● STATED EXERCISE 1
List every rival named in the text on Rutgers football.
● STATED EXERCISE 2
From the text on Rutgers football, output the passage from "On November 6, 1869, Rutgers" to "goals to 4." word for word.

● QUOTED PASSAGE
• • • • •

Rutgers Scarlet Knights football
|Rutgers Scarlet Knights football|
|Athletic director||Julie Hermann|
|Head coach||Kyle Flood
2nd year, 13–6 (.684)
|Home stadium||High Point Solutions Stadium|
|Stadium surface||Field Turf|
|Location||Piscataway, New Jersey|
|Conference||American Athletic Conference|
|All-time record||626–606–42 (.508)|
|Postseason bowl record||5–3|
|Claimed national titles||1 (1869)|
|Conference titles||3 (Middle Atlantic)
1 (Big East)
|Fight song||The Bells Must Ring|
|Marching band||Marching Scarlet Knights|
|Rivals||Army Black Knights
Princeton Tigers (historical/defunct)
Maryland Terrapins (future end-of-season game)
|Website||Rutgers Scarlet Knights|
The Rutgers Scarlet Knights football team represents Rutgers, the State University of New Jersey in the Football Bowl Subdivision (FBS) of the National Collegiate Athletics Association (NCAA). The team competes in the American Athletic Conference (formerly the Big East), of which it has been a football member since 1991, however, Rutgers has announced that it will join the Big Ten Conference beginning with the 2014 season. Rutgers plays its home games at High Point Solutions Stadium, located on the university's Piscataway, New Jersey campus. The team is currently coached by Kyle Flood.
The Rutgers University football program is considered to be one of the most historic programs in the country. In 1869, Rutgers defeated Princeton University by a score of 6 to 4 in what is considered to be the first ever intercollegiate football game. For this reason, Rutgers has been affectionately described as "The Birthplace of College Football." The team currently holds an all-time record of 626–606–42, giving Rutgers the 38th most victories among NCAA FBS programs. Since 2005, Rutgers has appeared in seven bowl games, of which it has won five.
College Football is Born: The First Season (1869)
On November 6, 1869, Rutgers and nearby neighbor Princeton competed in the first ever intercollegiate football game. The site for the contest was a small plot of land where the College Avenue Gymnasium currently stands on Rutgers' campus in New Brunswick, New Jersey. The structure of the game resembled more of a rugby-style contest instead of modern day football, with players allowed to kick and bat the ball with their fists and hands. At the time, Rutgers was referred to as the Queensmen, a homage to the school's chartered name of Queen's College. The Rutgers squad was captained by William J. Leggett and donned scarlet kerchiefs atop their heads in an effort to distinguish between the two teams. Rutgers would go on to win the contest by a score of 6 goals to 4.

• • • • •

Stored data:
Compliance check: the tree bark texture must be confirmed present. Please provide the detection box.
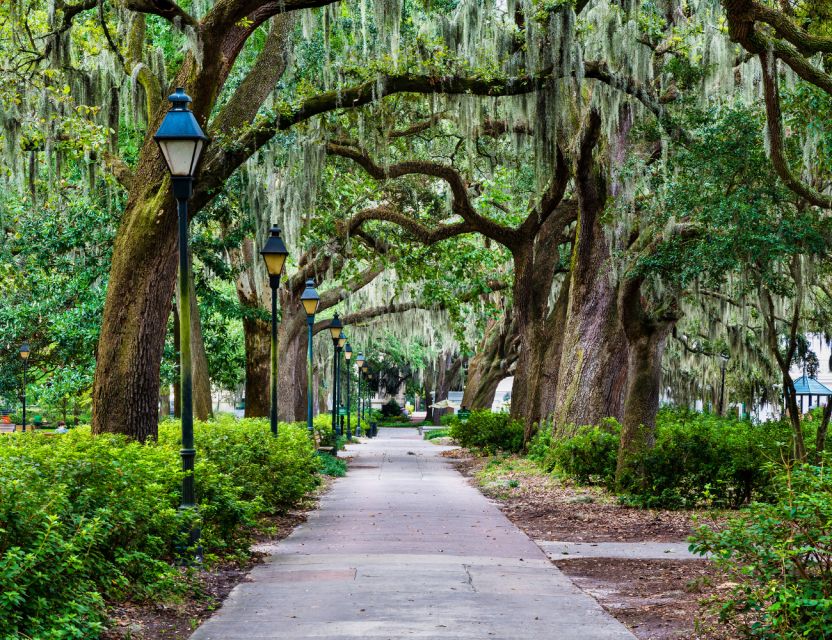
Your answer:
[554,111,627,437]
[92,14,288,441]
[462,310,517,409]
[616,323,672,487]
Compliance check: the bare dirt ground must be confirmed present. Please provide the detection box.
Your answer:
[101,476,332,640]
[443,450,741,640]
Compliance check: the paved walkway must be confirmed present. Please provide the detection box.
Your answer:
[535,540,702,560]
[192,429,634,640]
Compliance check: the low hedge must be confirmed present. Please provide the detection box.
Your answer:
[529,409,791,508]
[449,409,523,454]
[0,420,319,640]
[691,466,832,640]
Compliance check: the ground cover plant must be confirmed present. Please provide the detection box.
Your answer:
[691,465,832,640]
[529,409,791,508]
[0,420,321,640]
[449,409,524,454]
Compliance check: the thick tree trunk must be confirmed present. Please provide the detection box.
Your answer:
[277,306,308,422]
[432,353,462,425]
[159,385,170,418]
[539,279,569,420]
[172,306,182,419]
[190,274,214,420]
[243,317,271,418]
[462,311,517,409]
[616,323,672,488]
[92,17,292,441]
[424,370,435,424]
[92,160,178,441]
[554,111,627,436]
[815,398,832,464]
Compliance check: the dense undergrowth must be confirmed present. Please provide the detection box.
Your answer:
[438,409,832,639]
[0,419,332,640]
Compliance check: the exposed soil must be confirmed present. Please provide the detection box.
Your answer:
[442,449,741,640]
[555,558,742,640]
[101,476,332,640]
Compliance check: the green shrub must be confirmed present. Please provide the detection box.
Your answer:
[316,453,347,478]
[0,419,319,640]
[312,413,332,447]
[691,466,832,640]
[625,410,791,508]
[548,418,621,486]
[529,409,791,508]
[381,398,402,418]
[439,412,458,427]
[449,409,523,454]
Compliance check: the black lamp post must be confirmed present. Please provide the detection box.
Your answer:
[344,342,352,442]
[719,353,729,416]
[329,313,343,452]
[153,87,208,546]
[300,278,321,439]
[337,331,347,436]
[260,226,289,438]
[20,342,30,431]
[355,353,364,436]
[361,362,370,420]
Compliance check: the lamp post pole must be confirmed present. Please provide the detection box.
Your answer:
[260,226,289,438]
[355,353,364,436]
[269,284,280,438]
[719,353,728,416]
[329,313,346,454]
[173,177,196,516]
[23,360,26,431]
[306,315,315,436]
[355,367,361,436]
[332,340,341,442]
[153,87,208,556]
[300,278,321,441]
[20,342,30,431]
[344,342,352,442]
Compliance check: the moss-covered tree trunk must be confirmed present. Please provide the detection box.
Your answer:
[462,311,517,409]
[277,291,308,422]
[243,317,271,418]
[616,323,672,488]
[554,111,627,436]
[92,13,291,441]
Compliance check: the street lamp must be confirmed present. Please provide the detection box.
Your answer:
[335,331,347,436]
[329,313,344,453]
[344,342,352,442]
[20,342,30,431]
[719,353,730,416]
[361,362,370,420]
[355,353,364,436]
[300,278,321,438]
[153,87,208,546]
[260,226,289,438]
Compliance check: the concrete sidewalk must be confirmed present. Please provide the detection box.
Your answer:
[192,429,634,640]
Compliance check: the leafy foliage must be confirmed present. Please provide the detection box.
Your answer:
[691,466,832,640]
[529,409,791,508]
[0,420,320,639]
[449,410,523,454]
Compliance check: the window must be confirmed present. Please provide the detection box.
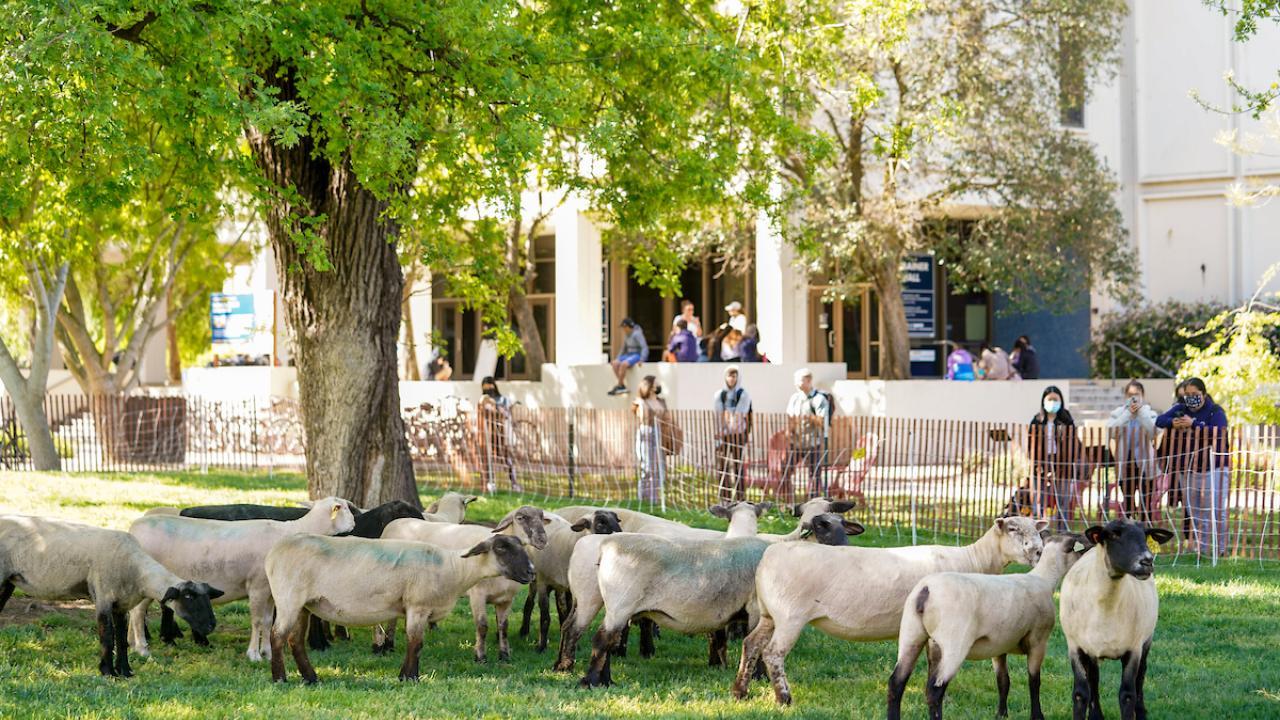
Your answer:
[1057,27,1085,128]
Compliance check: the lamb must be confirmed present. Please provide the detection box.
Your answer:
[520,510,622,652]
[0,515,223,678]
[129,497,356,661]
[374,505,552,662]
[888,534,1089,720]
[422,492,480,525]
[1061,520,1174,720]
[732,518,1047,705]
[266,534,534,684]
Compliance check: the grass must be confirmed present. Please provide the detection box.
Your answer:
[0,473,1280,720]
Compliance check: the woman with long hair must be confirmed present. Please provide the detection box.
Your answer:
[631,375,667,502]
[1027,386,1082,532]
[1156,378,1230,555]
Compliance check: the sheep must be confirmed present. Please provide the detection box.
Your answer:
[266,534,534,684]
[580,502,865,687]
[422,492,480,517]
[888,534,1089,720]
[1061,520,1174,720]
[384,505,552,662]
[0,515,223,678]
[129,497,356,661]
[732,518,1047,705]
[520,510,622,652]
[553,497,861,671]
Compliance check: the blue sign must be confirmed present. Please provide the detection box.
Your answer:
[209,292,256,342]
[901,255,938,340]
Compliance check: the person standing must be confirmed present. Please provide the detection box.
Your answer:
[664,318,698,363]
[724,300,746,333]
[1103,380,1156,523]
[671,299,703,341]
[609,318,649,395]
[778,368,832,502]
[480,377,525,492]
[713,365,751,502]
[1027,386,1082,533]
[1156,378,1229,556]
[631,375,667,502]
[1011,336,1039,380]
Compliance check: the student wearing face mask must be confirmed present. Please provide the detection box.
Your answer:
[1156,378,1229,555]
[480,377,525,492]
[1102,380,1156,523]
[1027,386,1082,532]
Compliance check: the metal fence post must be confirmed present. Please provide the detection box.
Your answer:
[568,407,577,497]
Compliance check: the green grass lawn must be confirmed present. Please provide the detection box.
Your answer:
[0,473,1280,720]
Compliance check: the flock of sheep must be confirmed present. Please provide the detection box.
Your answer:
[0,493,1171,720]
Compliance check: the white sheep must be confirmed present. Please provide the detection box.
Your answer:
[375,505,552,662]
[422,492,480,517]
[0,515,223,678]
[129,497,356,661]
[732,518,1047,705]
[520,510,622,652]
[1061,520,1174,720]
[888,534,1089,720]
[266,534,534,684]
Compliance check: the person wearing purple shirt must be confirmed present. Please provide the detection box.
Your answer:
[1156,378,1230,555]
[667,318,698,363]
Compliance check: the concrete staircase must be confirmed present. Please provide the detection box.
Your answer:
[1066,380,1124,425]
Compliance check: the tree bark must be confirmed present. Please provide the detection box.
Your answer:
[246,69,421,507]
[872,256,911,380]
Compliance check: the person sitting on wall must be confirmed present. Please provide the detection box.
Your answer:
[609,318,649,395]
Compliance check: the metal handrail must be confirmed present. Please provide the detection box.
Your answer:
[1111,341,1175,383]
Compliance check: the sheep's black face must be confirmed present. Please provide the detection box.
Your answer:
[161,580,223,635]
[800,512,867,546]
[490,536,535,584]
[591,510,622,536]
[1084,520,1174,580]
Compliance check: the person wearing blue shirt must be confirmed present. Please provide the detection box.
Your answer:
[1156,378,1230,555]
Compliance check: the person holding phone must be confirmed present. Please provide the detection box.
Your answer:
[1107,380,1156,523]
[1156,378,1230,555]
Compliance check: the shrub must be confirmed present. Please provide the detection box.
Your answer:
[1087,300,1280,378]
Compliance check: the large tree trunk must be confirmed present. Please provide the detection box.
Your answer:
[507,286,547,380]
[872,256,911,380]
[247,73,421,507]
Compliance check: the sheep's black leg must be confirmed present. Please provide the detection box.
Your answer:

• • • • •

● WORKED SOLUTION 1
Army Black Knights
Princeton Tigers
Maryland Terrapins

● WORKED SOLUTION 2
On November 6, 1869, Rutgers and nearby neighbor Princeton competed in the first ever intercollegiate football game. The site for the contest was a small plot of land where the College Avenue Gymnasium currently stands on Rutgers' campus in New Brunswick, New Jersey. The structure of the game resembled more of a rugby-style contest instead of modern day football, with players allowed to kick and bat the ball with their fists and hands. At the time, Rutgers was referred to as the Queensmen, a homage to the school's chartered name of Queen's College. The Rutgers squad was captained by William J. Leggett and donned scarlet kerchiefs atop their heads in an effort to distinguish between the two teams. Rutgers would go on to win the contest by a score of 6 goals to 4.